>>>

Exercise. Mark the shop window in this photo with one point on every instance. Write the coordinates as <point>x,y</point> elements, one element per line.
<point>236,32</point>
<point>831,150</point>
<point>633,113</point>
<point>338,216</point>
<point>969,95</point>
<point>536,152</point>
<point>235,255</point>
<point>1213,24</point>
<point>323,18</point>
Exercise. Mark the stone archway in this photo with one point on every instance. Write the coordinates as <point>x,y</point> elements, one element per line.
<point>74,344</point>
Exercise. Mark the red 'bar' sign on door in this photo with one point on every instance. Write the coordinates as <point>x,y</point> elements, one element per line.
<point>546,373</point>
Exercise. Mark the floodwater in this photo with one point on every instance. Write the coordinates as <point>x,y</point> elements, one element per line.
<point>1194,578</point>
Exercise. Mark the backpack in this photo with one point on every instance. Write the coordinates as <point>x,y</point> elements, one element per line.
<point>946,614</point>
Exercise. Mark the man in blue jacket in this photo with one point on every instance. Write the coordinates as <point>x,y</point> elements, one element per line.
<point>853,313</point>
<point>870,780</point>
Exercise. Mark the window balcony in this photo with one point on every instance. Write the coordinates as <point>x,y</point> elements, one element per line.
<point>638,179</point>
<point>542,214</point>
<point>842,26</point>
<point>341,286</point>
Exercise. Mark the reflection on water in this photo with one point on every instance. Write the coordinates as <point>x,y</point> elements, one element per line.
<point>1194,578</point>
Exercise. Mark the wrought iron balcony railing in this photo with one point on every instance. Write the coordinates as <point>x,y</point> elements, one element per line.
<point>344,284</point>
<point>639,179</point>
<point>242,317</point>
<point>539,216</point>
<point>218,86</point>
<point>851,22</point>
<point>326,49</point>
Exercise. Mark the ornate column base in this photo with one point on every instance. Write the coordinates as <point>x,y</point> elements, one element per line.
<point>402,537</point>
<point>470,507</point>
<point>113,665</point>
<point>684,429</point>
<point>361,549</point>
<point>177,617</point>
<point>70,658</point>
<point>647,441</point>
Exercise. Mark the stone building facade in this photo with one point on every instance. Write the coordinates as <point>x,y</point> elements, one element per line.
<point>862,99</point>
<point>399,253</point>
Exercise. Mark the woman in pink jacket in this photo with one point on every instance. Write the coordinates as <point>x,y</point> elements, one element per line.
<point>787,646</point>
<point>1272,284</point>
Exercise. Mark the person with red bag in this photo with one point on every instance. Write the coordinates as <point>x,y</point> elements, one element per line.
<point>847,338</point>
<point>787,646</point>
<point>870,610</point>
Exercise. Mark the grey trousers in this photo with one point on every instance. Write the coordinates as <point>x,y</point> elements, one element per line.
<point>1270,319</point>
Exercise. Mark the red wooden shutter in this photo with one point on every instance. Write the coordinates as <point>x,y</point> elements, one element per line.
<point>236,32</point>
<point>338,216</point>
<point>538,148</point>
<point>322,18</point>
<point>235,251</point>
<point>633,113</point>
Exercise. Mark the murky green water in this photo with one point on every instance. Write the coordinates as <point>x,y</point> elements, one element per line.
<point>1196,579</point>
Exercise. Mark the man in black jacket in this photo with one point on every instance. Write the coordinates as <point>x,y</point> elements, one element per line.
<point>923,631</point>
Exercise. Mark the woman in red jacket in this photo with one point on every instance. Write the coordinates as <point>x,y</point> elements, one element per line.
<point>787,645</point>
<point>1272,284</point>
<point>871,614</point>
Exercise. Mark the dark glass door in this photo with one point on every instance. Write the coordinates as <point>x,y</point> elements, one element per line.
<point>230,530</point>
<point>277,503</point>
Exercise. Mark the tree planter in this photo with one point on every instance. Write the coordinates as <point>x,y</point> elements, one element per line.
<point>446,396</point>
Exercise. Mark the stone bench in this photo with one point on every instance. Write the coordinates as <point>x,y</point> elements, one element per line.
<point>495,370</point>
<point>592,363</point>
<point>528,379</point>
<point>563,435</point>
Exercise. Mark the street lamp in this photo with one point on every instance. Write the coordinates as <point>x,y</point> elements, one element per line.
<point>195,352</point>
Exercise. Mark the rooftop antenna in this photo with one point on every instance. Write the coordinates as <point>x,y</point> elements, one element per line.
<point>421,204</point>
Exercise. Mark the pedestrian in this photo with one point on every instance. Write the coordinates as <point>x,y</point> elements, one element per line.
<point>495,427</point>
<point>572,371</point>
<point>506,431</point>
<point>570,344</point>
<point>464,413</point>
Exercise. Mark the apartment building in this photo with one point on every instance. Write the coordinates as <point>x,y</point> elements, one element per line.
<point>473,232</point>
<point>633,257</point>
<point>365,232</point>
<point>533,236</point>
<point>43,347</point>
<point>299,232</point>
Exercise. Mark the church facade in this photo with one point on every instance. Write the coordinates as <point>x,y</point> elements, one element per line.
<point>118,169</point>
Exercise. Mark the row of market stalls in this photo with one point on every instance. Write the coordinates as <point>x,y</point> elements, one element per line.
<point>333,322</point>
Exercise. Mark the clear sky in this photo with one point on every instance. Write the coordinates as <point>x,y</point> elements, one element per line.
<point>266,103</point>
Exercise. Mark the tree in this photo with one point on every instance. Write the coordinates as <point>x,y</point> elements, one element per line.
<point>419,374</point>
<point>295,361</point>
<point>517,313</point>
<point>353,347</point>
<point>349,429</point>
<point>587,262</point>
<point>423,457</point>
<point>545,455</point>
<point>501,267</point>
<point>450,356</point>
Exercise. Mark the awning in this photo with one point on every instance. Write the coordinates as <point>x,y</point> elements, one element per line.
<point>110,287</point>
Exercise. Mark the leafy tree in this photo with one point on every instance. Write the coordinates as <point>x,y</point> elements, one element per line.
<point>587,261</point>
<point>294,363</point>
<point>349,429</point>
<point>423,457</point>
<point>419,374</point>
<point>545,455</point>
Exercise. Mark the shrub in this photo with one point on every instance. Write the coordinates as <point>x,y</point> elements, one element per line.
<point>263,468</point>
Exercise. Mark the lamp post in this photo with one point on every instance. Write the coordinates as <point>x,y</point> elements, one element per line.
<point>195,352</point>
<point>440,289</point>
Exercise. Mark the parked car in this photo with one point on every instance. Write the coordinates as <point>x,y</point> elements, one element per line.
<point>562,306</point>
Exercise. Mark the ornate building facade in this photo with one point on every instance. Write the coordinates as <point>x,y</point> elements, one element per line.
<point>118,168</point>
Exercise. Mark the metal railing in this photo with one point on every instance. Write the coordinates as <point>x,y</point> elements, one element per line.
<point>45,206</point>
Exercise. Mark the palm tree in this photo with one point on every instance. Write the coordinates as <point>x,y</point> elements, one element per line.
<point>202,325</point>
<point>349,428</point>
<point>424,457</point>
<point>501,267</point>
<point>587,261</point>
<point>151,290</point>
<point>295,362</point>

<<<

Rewrite all of the records above, putting "one element on each line" wherever "one element per line" occurs and changing nothing else.

--- RESULT OF THE TASK ---
Exercise. Mark the shop window in this photo with one point on every instance. Write the coordinates as <point>x,y</point> elements, one element on each line.
<point>236,32</point>
<point>831,150</point>
<point>633,113</point>
<point>338,216</point>
<point>969,95</point>
<point>536,152</point>
<point>235,255</point>
<point>1213,24</point>
<point>323,18</point>
Exercise. Mark the stone archway in this photo with one point on every instance. Write the coordinates as <point>x,y</point> elements, one element on each line.
<point>74,344</point>
Exercise. Mark the red 'bar' sign on door in this photo with one point on every instance. Write the coordinates as <point>x,y</point> elements, one element on each line.
<point>546,373</point>
Exercise. Mark the floodwater in this photo with one point on every instance. Write the coordinates as <point>x,y</point> elements, one element on each line.
<point>1194,578</point>
Exercise. Mark the backpack in this photo with one point on every instance. Write the coordinates as <point>x,y</point> elements, one element on each line.
<point>946,614</point>
Exercise. Mark the man in blue jacket in this photo with one point on every instance. Write the coordinates as <point>x,y</point> elements, one element on each line.
<point>853,313</point>
<point>870,780</point>
Exercise. Mark the window balcony in this photo with one point on every instance. Write the coordinates as <point>x,y</point> elements, one element on each line.
<point>638,179</point>
<point>542,214</point>
<point>842,26</point>
<point>341,286</point>
Exercise. Mark the reflection on water in this photo with one point on every instance. Write the coordinates as <point>x,y</point> elements, one element on each line.
<point>1194,578</point>
Exercise. Mark the wrought iron balcony railing in this photo with one point on every instance. Write the coordinates as <point>x,y</point> elements, one element on each line.
<point>344,284</point>
<point>639,179</point>
<point>242,317</point>
<point>539,216</point>
<point>218,86</point>
<point>851,22</point>
<point>326,49</point>
Exercise. Mark the ornate column base in this photo with one point on every instance. Write the coordinates as <point>x,y</point> elements, one element on each line.
<point>402,537</point>
<point>470,507</point>
<point>113,665</point>
<point>684,429</point>
<point>361,549</point>
<point>177,617</point>
<point>70,658</point>
<point>647,441</point>
Exercise. Mark the stone building facade in this photo with one point on every instance. Write the coordinates as <point>x,y</point> elements, one element on each line.
<point>862,99</point>
<point>399,253</point>
Exercise. Mark the woman in pink jacket in this photo with one point on every instance. Write the coordinates as <point>x,y</point> elements, one element on each line.
<point>787,646</point>
<point>1272,284</point>
Exercise. Mark the person with red bag in this photo with one point on every instance. Write the coordinates as <point>x,y</point> elements, one element on each line.
<point>847,338</point>
<point>787,646</point>
<point>870,610</point>
Exercise. Mark the grey trousers in this photo with one point on every instance. Write the coordinates as <point>x,y</point> elements, one element on each line.
<point>1270,319</point>
Exercise. Mark the red wooden shutter in this photo with one point on every instance. Write the coordinates as <point>x,y</point> elements, one element on each line.
<point>236,32</point>
<point>338,216</point>
<point>538,148</point>
<point>322,18</point>
<point>235,251</point>
<point>633,113</point>
Exercise. Mark the murky green water in this photo with one point on every instance. Write the coordinates as <point>x,y</point> elements, one element on each line.
<point>1196,579</point>
Exercise. Mark the man in black jacket in this photo with one point on every instance. Write the coordinates as <point>x,y</point> elements, one element on each line.
<point>923,631</point>
Exercise. Mark the woman in red jacket in this photo with one point on every instance. Write the coordinates as <point>x,y</point> elements, one element on each line.
<point>787,645</point>
<point>1272,284</point>
<point>871,614</point>
Exercise. Mark the dark glass door in this photo with one point on every instance. Write the coordinates as <point>x,y</point> elements, one element on each line.
<point>230,530</point>
<point>277,503</point>
Exercise. Mark the tree planter in this photo with one point on every instance. Write the coordinates as <point>x,y</point> elements, one element on each line.
<point>446,396</point>
Exercise. Mark the stone bench in this photo with one point on every instance. Write the coordinates as <point>x,y</point> elements, one element on each line.
<point>495,370</point>
<point>592,363</point>
<point>528,379</point>
<point>563,435</point>
Exercise. Mark the street lamp in this photo with one point on every instance. Write the coordinates as <point>x,y</point> elements, one element on each line.
<point>195,352</point>
Exercise. Mark the rooftop antenna in this photo with one point on every instance. Write the coordinates as <point>x,y</point> elements, one element on each line.
<point>421,204</point>
Exercise. Mark the pedestrian in this photo with one point on every instance. Write the coordinates as <point>x,y</point> elements, one element on each line.
<point>495,427</point>
<point>572,371</point>
<point>506,431</point>
<point>570,344</point>
<point>464,413</point>
Exercise. Mark the apartment building in this photo with one point on every instance. Write the coordinates as <point>x,y</point> elements, one element on each line.
<point>473,232</point>
<point>633,257</point>
<point>365,232</point>
<point>533,236</point>
<point>43,347</point>
<point>299,232</point>
Exercise. Mark the church facade in this photo with one point on every instance. Write the coordinates as <point>x,y</point> elements, one element on each line.
<point>118,169</point>
Exercise. Mark the row of market stalls in this photo with one point on every instance. Write the coordinates as <point>x,y</point> elements, one element on each line.
<point>333,322</point>
Exercise. Mark the clear sky in this photo with one point on every instance. Write the coordinates as <point>x,y</point> elements, one element on each line.
<point>266,103</point>
Exercise. Mark the tree in this photo with one point on every instance. Write the coordinates as <point>x,y</point> elements, one element on each line.
<point>419,374</point>
<point>295,361</point>
<point>517,313</point>
<point>353,347</point>
<point>349,429</point>
<point>587,262</point>
<point>423,457</point>
<point>545,455</point>
<point>501,267</point>
<point>450,356</point>
Exercise. Mark the awning in this photo with one point on every instance. Write the coordinates as <point>x,y</point> elements, one element on each line.
<point>110,287</point>
Exercise. Mark the leafy tree in this photo with one point on every instance. Write the coordinates as <point>x,y</point> elements, one element on each line.
<point>587,261</point>
<point>294,363</point>
<point>349,429</point>
<point>423,457</point>
<point>419,374</point>
<point>545,455</point>
Exercise. Mark the shrub in this photo with one point on every instance. Write the coordinates as <point>x,y</point> elements, one element on each line.
<point>263,468</point>
Exercise. Mark the lamp post in this photo with one point on every instance. Write the coordinates as <point>x,y</point> elements, one element on each line.
<point>195,352</point>
<point>440,289</point>
Exercise. Mark the parked car in this photo with one point on every instance. Write the coordinates as <point>x,y</point> elements, one element on each line.
<point>562,306</point>
Exercise. Mark the ornate building facade in this photo with one point on every instance. Write the coordinates as <point>x,y</point> elements, one element on each line.
<point>118,168</point>
Exercise. Mark the metal railing in this photo with one point on every instance. Write the coordinates as <point>x,y</point> elements, one element on each line.
<point>45,206</point>
Exercise. Mark the palm tree in this photo with one point on every instance. Write the coordinates as <point>x,y</point> elements, one element on each line.
<point>202,325</point>
<point>349,428</point>
<point>424,457</point>
<point>501,267</point>
<point>587,261</point>
<point>151,290</point>
<point>295,362</point>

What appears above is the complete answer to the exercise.